- _Your instructions_
Copy out word for word the rows from their start up to and including the line with "positive clicks: (520, 268)".

··· Given records ···

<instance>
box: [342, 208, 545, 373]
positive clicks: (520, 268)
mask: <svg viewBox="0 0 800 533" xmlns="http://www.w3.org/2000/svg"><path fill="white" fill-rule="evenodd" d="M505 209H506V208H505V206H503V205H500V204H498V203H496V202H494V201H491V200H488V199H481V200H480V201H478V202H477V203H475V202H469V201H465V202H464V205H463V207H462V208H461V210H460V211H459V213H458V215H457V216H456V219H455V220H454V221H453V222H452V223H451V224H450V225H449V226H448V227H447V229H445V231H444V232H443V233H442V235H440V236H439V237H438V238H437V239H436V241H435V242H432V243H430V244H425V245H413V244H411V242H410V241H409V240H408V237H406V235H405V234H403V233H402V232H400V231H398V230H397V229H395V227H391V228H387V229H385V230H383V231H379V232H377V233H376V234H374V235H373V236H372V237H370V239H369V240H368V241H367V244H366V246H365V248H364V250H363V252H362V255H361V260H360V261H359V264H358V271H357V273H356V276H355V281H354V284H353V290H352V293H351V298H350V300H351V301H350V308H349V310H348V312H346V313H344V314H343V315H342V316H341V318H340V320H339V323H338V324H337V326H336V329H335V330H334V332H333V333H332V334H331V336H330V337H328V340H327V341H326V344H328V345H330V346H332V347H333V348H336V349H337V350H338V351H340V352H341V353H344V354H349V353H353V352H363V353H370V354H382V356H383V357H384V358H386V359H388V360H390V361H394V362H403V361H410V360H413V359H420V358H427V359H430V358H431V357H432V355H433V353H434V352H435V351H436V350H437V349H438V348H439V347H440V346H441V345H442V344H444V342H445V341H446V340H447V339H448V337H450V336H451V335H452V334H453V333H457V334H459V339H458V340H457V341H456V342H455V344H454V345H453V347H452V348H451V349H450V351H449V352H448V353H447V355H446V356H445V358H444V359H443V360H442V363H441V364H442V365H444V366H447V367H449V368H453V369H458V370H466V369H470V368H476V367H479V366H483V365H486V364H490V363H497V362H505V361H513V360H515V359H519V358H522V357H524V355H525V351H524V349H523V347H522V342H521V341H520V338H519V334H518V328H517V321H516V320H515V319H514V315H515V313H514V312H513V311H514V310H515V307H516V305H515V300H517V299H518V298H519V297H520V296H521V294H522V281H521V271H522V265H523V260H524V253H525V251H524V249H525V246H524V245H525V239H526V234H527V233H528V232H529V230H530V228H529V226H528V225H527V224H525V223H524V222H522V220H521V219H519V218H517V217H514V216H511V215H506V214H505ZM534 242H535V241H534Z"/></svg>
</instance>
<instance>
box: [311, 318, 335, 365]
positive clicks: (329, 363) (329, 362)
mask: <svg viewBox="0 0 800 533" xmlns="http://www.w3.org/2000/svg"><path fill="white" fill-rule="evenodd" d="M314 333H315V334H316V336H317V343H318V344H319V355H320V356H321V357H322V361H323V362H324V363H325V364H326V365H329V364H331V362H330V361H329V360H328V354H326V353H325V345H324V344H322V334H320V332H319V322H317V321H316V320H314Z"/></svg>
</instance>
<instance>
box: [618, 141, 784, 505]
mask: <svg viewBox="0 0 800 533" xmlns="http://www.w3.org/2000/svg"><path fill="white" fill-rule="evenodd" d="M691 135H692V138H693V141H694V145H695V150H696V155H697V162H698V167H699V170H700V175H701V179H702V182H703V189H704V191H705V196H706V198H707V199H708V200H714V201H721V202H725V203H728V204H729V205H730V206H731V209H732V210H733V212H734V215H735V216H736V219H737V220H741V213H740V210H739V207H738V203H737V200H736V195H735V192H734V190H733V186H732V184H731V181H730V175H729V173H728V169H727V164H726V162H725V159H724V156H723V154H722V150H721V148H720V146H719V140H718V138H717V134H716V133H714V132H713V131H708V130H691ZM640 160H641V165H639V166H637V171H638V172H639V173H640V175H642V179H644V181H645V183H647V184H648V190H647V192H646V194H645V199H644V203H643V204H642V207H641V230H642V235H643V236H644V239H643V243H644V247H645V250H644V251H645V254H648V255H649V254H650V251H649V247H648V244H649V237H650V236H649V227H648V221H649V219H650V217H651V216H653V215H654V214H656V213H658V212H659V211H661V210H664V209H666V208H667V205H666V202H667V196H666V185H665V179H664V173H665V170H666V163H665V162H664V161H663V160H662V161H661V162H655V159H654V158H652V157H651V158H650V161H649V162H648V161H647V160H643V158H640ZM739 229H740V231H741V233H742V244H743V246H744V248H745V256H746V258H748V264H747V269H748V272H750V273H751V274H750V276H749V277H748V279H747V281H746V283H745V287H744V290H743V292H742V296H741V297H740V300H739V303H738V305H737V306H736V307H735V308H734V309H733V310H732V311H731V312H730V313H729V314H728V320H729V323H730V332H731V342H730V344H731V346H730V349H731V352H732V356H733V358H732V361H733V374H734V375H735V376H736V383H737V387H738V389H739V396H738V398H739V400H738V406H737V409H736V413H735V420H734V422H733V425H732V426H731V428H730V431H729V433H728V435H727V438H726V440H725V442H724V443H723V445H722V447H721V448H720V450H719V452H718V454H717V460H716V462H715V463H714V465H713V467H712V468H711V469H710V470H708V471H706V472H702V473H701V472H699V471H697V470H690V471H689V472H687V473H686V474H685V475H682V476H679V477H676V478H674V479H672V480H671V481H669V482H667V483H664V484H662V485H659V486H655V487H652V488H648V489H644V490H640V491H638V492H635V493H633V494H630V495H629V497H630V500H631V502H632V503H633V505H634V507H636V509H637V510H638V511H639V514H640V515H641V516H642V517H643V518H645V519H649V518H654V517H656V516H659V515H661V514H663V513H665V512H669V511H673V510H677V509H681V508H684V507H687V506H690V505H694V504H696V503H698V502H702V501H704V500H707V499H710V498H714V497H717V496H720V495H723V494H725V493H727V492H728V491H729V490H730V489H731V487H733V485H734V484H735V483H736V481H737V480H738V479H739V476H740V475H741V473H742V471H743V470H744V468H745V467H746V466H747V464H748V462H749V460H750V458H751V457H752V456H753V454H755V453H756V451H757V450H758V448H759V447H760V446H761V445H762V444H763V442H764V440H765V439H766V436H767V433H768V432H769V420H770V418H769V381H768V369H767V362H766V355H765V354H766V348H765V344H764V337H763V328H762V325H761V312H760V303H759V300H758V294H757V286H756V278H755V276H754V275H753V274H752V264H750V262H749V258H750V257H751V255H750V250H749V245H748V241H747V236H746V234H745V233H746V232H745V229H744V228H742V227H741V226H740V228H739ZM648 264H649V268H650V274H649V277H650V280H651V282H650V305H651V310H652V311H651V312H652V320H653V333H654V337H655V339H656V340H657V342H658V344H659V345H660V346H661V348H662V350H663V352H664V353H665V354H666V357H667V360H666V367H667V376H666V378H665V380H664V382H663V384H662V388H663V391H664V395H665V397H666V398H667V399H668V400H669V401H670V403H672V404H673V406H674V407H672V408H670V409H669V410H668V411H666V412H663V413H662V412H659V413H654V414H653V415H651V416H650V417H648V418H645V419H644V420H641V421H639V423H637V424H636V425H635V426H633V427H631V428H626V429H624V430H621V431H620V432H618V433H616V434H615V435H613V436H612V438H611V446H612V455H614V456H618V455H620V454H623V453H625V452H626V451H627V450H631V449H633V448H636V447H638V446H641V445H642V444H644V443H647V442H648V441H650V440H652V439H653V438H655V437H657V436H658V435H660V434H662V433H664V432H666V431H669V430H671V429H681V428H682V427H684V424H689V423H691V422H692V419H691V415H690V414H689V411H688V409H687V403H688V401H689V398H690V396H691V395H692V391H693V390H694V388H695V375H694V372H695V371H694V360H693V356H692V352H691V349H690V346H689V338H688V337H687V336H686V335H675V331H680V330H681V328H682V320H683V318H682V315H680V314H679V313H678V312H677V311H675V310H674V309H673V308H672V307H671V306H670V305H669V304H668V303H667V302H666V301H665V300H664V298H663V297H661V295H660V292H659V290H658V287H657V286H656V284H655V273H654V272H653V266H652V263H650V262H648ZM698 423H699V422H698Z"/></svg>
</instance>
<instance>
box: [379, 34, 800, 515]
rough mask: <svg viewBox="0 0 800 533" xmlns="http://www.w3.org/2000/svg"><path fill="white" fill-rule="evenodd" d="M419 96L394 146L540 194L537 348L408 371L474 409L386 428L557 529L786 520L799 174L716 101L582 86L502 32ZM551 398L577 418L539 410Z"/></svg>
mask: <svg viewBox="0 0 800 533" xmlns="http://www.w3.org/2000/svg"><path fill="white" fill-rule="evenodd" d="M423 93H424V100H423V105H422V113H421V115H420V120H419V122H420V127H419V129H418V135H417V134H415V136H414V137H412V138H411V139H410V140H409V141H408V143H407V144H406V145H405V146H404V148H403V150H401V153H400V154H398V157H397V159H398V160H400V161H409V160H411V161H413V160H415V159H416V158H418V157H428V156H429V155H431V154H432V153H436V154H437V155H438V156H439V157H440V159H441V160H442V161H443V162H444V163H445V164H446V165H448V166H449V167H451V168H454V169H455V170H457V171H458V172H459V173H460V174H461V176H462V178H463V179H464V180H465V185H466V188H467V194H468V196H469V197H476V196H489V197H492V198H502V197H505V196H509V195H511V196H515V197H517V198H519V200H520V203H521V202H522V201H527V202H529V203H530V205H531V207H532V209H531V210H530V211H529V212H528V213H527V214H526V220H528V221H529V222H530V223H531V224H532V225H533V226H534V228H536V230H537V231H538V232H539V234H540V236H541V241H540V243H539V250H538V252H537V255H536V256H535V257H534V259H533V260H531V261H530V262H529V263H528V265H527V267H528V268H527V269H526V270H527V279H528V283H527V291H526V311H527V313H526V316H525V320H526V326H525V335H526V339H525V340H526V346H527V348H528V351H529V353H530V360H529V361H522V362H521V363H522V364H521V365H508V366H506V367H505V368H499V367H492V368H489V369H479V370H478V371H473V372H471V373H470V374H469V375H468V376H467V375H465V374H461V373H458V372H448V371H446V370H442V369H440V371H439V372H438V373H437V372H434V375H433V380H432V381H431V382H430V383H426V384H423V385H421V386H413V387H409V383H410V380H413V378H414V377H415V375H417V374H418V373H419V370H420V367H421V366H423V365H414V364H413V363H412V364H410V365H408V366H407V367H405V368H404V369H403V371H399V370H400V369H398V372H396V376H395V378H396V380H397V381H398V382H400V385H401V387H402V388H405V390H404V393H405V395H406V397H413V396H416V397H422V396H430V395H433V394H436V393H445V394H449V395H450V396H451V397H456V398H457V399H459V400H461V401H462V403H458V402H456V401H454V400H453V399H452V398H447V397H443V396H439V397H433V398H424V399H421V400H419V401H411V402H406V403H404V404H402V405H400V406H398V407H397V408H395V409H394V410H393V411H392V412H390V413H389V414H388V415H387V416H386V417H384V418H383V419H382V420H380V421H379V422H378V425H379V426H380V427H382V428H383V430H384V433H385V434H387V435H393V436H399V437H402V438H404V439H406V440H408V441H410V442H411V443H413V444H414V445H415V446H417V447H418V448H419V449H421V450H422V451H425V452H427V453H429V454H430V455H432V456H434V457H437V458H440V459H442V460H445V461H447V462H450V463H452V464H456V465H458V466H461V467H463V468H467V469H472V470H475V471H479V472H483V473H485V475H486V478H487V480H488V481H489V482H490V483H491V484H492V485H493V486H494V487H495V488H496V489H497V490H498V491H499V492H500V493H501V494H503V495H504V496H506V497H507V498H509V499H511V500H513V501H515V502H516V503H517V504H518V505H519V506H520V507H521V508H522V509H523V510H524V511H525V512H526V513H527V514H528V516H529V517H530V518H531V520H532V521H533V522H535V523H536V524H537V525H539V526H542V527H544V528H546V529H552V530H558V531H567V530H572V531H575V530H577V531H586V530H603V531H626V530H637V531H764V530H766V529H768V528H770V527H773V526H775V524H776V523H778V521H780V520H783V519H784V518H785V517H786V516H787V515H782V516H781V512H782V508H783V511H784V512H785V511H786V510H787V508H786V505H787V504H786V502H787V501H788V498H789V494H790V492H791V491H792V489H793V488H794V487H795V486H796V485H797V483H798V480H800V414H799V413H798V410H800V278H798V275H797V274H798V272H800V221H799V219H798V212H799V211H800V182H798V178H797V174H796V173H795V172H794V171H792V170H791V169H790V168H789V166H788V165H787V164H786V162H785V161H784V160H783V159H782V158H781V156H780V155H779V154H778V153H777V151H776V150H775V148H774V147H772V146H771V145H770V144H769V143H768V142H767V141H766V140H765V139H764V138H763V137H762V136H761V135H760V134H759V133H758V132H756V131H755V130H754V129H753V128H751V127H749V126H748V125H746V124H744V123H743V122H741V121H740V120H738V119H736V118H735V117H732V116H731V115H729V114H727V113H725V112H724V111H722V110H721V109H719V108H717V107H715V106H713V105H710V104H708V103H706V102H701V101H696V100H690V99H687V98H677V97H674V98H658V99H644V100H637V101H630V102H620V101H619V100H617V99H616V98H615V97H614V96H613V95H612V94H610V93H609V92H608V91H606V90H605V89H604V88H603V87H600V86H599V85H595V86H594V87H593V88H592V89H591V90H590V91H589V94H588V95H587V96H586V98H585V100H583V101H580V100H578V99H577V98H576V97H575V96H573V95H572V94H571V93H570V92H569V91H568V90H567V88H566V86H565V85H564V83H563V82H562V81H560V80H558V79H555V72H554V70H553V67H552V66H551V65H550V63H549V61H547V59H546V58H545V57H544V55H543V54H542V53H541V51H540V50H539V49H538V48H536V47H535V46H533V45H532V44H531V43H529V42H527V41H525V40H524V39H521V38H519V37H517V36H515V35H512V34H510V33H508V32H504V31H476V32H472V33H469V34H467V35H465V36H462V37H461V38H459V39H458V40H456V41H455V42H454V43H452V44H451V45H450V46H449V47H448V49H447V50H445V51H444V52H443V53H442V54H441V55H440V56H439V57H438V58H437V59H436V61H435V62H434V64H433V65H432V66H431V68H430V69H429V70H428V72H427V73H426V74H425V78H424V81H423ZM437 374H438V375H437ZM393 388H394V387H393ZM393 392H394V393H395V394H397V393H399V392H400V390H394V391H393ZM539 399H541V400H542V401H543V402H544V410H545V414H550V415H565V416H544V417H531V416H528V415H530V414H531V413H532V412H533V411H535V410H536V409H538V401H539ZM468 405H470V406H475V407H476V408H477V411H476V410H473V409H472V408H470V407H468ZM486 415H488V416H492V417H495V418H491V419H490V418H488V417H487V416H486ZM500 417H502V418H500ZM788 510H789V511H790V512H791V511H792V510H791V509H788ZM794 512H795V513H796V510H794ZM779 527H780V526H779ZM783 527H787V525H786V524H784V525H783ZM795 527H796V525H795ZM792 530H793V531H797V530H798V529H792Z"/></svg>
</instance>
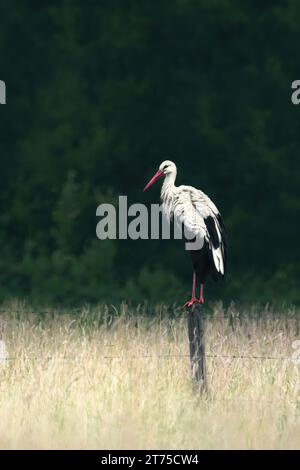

···

- _Expected answer_
<instance>
box: [342, 208, 545, 373]
positive clicks: (520, 268)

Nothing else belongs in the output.